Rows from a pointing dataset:

* Start *

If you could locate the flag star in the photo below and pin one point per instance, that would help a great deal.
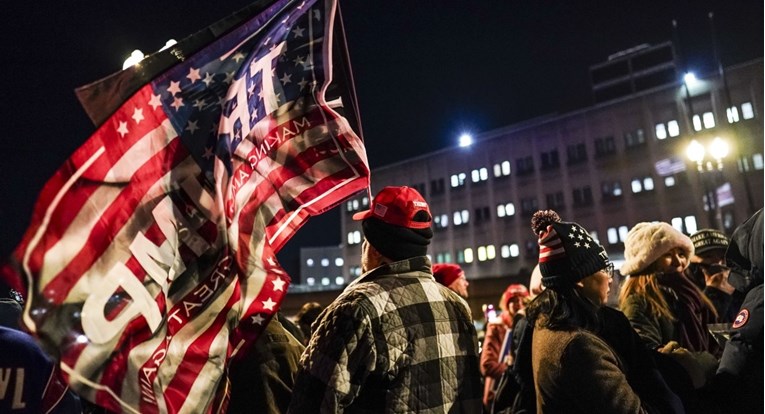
(199, 104)
(175, 87)
(208, 79)
(122, 129)
(138, 115)
(177, 104)
(155, 101)
(269, 304)
(237, 57)
(279, 284)
(192, 126)
(193, 75)
(298, 31)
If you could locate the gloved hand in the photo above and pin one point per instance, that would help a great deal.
(701, 366)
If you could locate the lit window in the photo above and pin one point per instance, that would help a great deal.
(747, 111)
(709, 120)
(696, 123)
(690, 224)
(468, 255)
(648, 183)
(613, 235)
(636, 186)
(674, 128)
(757, 161)
(732, 113)
(623, 230)
(661, 131)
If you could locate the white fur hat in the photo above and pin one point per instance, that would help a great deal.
(646, 242)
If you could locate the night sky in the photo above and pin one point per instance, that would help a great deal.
(425, 71)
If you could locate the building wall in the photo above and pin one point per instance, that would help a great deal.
(615, 124)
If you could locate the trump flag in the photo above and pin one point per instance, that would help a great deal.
(150, 256)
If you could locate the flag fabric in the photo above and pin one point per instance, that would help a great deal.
(151, 252)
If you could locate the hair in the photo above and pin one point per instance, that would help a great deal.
(646, 284)
(561, 309)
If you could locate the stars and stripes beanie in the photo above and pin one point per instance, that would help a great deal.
(567, 253)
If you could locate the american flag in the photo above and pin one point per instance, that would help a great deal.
(151, 253)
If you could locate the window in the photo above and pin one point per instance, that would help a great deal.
(525, 165)
(441, 221)
(642, 184)
(604, 146)
(458, 180)
(505, 210)
(611, 189)
(747, 110)
(529, 206)
(480, 174)
(582, 196)
(461, 217)
(685, 224)
(577, 153)
(634, 138)
(354, 237)
(509, 250)
(502, 169)
(486, 253)
(482, 214)
(705, 121)
(550, 160)
(667, 129)
(437, 186)
(555, 200)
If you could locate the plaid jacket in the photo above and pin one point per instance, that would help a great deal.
(395, 341)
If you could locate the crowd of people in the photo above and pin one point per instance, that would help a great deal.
(685, 337)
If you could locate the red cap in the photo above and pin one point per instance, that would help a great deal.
(397, 206)
(446, 273)
(512, 291)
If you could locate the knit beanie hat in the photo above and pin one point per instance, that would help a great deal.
(516, 289)
(567, 253)
(447, 273)
(397, 223)
(646, 242)
(706, 240)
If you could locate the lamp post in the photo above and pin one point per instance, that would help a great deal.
(709, 169)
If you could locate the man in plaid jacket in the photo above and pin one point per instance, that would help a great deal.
(395, 340)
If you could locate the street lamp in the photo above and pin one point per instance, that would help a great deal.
(709, 169)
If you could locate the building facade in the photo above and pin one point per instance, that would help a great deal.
(607, 167)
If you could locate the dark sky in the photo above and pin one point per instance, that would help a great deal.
(424, 70)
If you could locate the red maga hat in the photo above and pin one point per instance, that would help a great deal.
(397, 206)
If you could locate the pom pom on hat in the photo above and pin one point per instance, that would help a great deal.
(567, 253)
(447, 273)
(646, 242)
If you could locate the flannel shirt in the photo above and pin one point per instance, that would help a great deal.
(394, 341)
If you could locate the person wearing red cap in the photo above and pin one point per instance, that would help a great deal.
(451, 276)
(497, 353)
(395, 340)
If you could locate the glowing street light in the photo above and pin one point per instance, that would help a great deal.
(466, 140)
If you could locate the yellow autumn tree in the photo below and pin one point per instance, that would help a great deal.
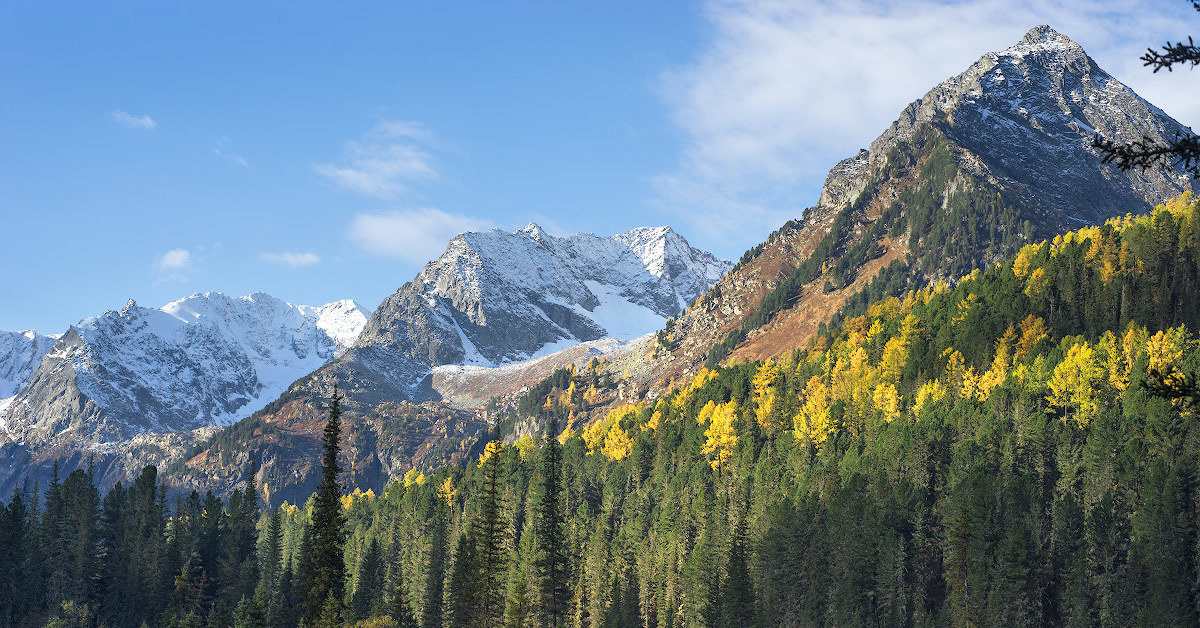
(929, 393)
(617, 444)
(1037, 283)
(414, 477)
(721, 435)
(887, 401)
(1165, 348)
(1074, 384)
(492, 448)
(1033, 329)
(813, 424)
(765, 394)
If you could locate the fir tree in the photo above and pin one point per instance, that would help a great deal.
(325, 578)
(550, 557)
(491, 534)
(435, 578)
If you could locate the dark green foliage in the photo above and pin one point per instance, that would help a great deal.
(1001, 510)
(324, 566)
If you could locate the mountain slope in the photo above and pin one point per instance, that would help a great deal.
(203, 360)
(21, 352)
(491, 299)
(983, 163)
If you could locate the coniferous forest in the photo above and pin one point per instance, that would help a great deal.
(1018, 448)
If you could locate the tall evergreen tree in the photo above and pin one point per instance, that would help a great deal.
(13, 544)
(369, 590)
(491, 534)
(461, 603)
(737, 588)
(325, 578)
(435, 576)
(270, 568)
(550, 554)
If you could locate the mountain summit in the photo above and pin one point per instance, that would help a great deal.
(983, 163)
(208, 359)
(501, 297)
(1029, 113)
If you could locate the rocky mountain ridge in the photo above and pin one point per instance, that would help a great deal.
(983, 162)
(208, 359)
(493, 304)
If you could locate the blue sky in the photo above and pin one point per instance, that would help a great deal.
(319, 151)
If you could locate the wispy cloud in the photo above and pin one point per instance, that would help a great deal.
(129, 120)
(222, 150)
(292, 259)
(414, 235)
(174, 264)
(385, 162)
(783, 90)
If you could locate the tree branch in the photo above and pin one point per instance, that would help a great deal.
(1173, 53)
(1183, 154)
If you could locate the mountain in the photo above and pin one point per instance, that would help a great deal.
(492, 299)
(21, 352)
(499, 297)
(208, 359)
(983, 163)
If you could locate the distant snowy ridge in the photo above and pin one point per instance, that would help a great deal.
(496, 298)
(21, 352)
(208, 359)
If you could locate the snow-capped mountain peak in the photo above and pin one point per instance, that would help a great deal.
(499, 297)
(205, 359)
(21, 353)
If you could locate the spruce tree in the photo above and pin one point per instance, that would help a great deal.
(550, 557)
(271, 566)
(737, 590)
(461, 603)
(325, 586)
(435, 578)
(369, 590)
(491, 532)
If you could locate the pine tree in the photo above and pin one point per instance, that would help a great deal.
(737, 590)
(325, 578)
(491, 534)
(13, 543)
(435, 578)
(461, 602)
(369, 591)
(550, 557)
(271, 566)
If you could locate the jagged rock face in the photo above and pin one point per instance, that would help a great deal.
(1030, 114)
(497, 298)
(21, 352)
(1019, 126)
(208, 359)
(492, 299)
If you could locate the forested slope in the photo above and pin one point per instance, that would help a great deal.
(1015, 449)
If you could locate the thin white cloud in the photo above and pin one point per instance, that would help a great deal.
(129, 120)
(413, 235)
(385, 162)
(292, 259)
(222, 150)
(783, 90)
(174, 264)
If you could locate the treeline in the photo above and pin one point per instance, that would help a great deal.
(1018, 449)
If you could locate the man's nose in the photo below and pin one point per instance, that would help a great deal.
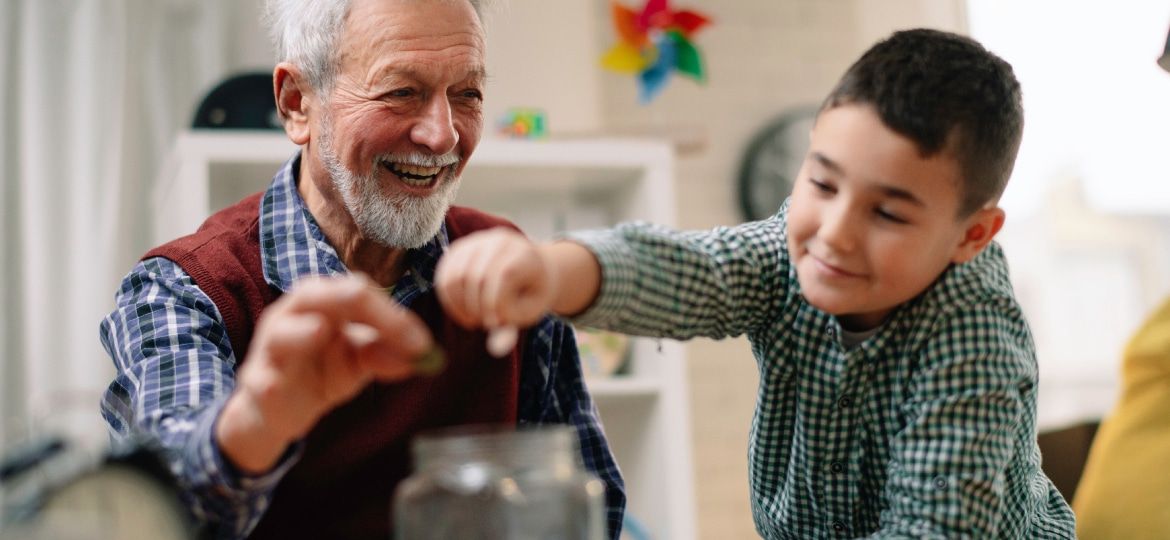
(435, 127)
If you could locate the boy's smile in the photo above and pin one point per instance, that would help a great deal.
(872, 223)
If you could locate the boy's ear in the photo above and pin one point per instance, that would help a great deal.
(979, 230)
(294, 97)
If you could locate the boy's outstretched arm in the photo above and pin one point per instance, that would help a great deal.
(499, 278)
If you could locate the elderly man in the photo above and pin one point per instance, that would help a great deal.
(282, 353)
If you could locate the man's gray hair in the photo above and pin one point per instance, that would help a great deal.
(305, 33)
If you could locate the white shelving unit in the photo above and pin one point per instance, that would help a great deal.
(544, 187)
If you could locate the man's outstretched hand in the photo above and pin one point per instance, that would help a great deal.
(314, 350)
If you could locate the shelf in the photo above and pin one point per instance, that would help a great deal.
(621, 387)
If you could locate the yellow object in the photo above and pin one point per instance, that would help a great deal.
(625, 59)
(1124, 492)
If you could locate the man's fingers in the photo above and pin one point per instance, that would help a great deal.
(293, 334)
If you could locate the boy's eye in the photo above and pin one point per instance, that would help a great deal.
(889, 216)
(823, 186)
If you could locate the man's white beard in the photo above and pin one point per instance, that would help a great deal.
(396, 221)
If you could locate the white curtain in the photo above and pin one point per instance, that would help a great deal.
(91, 95)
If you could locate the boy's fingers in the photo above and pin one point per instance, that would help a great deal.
(451, 284)
(356, 299)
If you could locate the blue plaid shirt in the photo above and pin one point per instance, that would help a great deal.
(176, 366)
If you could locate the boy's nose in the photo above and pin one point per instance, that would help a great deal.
(838, 229)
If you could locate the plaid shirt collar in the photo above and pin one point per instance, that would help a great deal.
(293, 246)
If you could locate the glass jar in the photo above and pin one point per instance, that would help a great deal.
(496, 483)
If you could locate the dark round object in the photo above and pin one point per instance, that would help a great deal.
(770, 164)
(241, 102)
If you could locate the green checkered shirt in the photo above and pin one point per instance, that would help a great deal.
(924, 430)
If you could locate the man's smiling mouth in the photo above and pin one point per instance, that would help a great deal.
(415, 175)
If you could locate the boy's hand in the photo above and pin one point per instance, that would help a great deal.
(496, 278)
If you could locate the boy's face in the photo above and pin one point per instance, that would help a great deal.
(871, 222)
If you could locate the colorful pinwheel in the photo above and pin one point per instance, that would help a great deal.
(653, 43)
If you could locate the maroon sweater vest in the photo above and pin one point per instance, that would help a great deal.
(356, 456)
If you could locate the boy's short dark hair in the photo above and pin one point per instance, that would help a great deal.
(945, 92)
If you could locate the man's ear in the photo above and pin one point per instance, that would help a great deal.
(981, 229)
(294, 97)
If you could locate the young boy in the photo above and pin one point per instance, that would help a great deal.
(897, 374)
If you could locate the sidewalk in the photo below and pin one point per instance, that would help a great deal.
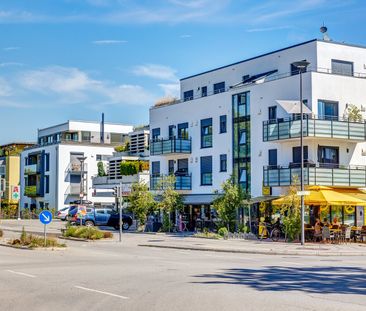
(254, 247)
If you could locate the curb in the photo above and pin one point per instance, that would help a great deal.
(261, 252)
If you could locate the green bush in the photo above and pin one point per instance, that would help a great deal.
(89, 233)
(223, 232)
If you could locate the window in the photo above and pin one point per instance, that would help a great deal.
(171, 167)
(171, 131)
(188, 95)
(183, 130)
(206, 171)
(206, 133)
(47, 184)
(272, 157)
(243, 137)
(155, 167)
(328, 156)
(155, 133)
(341, 67)
(296, 154)
(272, 113)
(327, 110)
(223, 124)
(223, 162)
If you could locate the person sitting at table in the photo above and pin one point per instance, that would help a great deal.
(317, 230)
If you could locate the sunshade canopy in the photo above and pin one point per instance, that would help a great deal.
(293, 106)
(321, 195)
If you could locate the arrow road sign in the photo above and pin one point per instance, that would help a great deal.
(45, 217)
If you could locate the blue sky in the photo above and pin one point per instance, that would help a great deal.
(73, 59)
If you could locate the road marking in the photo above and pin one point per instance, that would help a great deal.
(101, 292)
(21, 273)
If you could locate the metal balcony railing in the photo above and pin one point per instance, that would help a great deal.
(322, 175)
(181, 182)
(170, 145)
(314, 127)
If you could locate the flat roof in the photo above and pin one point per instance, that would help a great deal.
(273, 52)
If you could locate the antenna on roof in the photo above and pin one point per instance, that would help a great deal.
(324, 31)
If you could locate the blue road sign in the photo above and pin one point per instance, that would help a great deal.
(45, 217)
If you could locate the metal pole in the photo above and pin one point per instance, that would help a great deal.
(302, 164)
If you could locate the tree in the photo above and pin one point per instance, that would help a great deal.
(171, 200)
(227, 203)
(101, 170)
(353, 113)
(141, 201)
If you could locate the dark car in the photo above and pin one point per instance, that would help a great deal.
(100, 217)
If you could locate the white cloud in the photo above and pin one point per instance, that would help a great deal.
(171, 90)
(155, 71)
(107, 42)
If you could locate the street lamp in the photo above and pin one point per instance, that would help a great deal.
(301, 66)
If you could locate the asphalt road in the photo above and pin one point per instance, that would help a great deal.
(110, 276)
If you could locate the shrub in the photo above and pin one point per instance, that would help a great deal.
(223, 232)
(89, 233)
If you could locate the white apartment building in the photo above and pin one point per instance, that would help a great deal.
(242, 120)
(59, 170)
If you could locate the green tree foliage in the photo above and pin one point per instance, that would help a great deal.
(227, 204)
(171, 200)
(101, 170)
(141, 201)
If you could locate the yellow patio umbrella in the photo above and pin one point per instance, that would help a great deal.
(322, 195)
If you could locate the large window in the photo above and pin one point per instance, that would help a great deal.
(223, 124)
(155, 167)
(206, 133)
(219, 87)
(188, 95)
(206, 171)
(328, 156)
(327, 110)
(223, 162)
(341, 67)
(183, 130)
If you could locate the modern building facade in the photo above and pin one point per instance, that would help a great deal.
(59, 170)
(242, 120)
(10, 163)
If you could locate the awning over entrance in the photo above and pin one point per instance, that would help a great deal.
(321, 195)
(293, 106)
(199, 199)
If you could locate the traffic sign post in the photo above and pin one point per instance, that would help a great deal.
(45, 217)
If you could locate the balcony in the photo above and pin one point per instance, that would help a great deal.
(181, 182)
(170, 146)
(32, 191)
(353, 176)
(31, 169)
(314, 127)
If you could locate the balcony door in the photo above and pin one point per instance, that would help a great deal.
(328, 156)
(327, 110)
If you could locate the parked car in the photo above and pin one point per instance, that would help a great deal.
(100, 217)
(62, 213)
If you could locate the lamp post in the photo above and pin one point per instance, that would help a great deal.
(301, 66)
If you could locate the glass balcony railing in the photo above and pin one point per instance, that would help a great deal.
(169, 146)
(31, 169)
(181, 182)
(313, 127)
(353, 176)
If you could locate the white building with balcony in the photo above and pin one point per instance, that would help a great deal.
(242, 120)
(59, 170)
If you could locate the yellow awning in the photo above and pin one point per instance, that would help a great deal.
(321, 195)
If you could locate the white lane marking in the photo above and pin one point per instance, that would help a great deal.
(21, 273)
(101, 292)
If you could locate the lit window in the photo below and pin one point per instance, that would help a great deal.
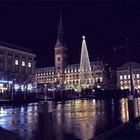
(138, 76)
(23, 63)
(121, 83)
(101, 79)
(125, 77)
(29, 65)
(16, 62)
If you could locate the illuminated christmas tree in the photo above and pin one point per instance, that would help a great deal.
(85, 69)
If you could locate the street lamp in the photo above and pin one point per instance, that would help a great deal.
(45, 92)
(12, 96)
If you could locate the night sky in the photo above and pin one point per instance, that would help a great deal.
(106, 25)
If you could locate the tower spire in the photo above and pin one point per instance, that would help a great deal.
(60, 30)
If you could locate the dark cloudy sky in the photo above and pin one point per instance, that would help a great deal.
(105, 24)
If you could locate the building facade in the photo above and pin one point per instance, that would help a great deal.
(123, 76)
(68, 76)
(72, 75)
(17, 65)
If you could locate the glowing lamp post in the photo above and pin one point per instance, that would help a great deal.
(12, 96)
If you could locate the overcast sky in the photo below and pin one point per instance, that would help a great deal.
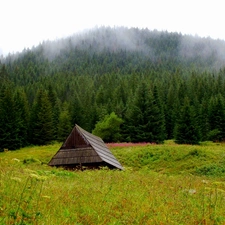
(26, 23)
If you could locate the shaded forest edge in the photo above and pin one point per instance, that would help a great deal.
(125, 85)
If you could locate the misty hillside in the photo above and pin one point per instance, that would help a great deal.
(105, 49)
(155, 85)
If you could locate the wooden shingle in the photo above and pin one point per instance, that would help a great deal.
(82, 148)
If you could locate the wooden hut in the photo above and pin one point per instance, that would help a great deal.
(83, 149)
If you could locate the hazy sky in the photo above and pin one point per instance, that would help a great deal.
(26, 23)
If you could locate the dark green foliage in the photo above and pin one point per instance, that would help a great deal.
(10, 121)
(186, 129)
(109, 128)
(64, 125)
(22, 113)
(217, 118)
(41, 131)
(143, 79)
(145, 120)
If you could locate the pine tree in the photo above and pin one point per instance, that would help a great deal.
(186, 129)
(64, 126)
(22, 115)
(41, 131)
(217, 118)
(9, 120)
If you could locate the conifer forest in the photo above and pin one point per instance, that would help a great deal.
(123, 84)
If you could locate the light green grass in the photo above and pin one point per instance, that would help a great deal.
(161, 184)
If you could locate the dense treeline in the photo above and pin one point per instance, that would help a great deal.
(157, 86)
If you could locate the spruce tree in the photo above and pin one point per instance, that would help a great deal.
(9, 120)
(217, 118)
(186, 129)
(41, 131)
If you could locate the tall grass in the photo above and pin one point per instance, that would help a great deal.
(157, 187)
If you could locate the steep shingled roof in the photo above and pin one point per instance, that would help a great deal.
(82, 147)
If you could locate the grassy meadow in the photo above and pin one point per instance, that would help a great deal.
(161, 184)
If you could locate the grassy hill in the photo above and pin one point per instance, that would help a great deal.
(161, 184)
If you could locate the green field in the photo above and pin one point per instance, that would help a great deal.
(161, 184)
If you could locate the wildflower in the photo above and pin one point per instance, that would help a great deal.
(15, 159)
(192, 191)
(30, 171)
(17, 179)
(45, 196)
(37, 177)
(205, 182)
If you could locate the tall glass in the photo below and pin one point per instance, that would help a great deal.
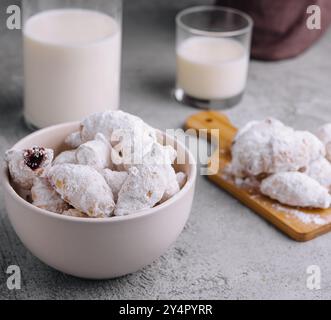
(72, 59)
(213, 49)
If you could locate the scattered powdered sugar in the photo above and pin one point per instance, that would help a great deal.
(305, 218)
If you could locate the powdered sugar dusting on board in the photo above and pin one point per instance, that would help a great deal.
(305, 218)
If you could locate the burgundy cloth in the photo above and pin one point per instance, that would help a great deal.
(280, 29)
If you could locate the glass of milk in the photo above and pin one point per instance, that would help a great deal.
(72, 59)
(213, 49)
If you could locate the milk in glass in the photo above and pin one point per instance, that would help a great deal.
(72, 63)
(211, 68)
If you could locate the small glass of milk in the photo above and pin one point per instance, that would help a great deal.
(72, 59)
(213, 49)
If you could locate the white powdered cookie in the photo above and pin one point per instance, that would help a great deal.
(84, 188)
(143, 189)
(25, 165)
(128, 134)
(324, 133)
(320, 170)
(74, 140)
(74, 213)
(115, 180)
(65, 157)
(45, 197)
(181, 179)
(296, 189)
(95, 153)
(269, 146)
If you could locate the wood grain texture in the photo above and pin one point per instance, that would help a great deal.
(287, 219)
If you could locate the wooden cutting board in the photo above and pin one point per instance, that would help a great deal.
(300, 224)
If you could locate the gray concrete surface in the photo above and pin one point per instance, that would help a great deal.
(225, 251)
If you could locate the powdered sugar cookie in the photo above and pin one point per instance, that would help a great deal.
(65, 157)
(269, 146)
(84, 188)
(75, 213)
(45, 197)
(296, 189)
(181, 179)
(115, 180)
(74, 140)
(25, 165)
(324, 133)
(320, 170)
(142, 189)
(95, 153)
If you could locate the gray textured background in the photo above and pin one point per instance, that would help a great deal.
(226, 251)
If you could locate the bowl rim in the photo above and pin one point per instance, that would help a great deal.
(114, 219)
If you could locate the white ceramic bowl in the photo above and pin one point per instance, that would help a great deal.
(97, 248)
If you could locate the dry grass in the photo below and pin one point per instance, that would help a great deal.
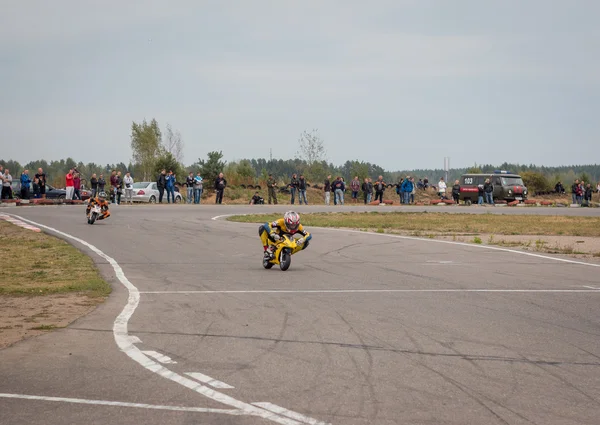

* End *

### Goal:
Report every line of the records above that contains the word "awning", copying each one in full.

### Expected output:
If you could locate the awning over entrance in the photo above and pin one point per instance, that would help a great deal.
If you could locate the yellow awning in the photo above and pin one point per instance, that would help a great deal.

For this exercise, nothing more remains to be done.